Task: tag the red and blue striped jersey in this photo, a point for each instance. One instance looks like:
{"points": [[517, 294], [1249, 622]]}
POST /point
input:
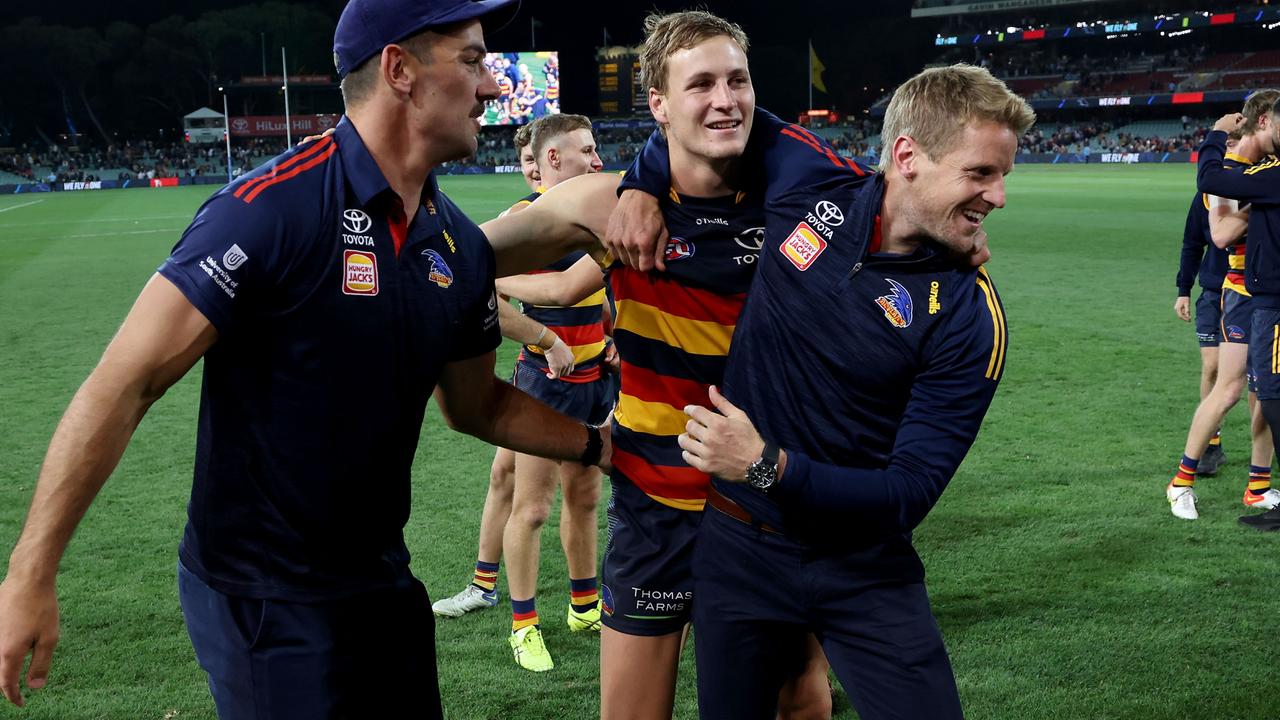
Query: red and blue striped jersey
{"points": [[1235, 259], [1255, 185], [672, 331]]}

▶ _TASK OBJECTIVE_:
Please rewrite the items above with "striped jersey" changed to "striped shirt" wherever it appears, leaving everything else as it is. Omit the pictures from your answer.

▶ _FULL RESPONSE_:
Task: tag the red and blue striped shirt in this photo, a point for each instance. One instance looks like:
{"points": [[517, 294], [1249, 622]]}
POST /point
input:
Query: red and blue striped shirt
{"points": [[1235, 259], [1255, 185], [672, 331]]}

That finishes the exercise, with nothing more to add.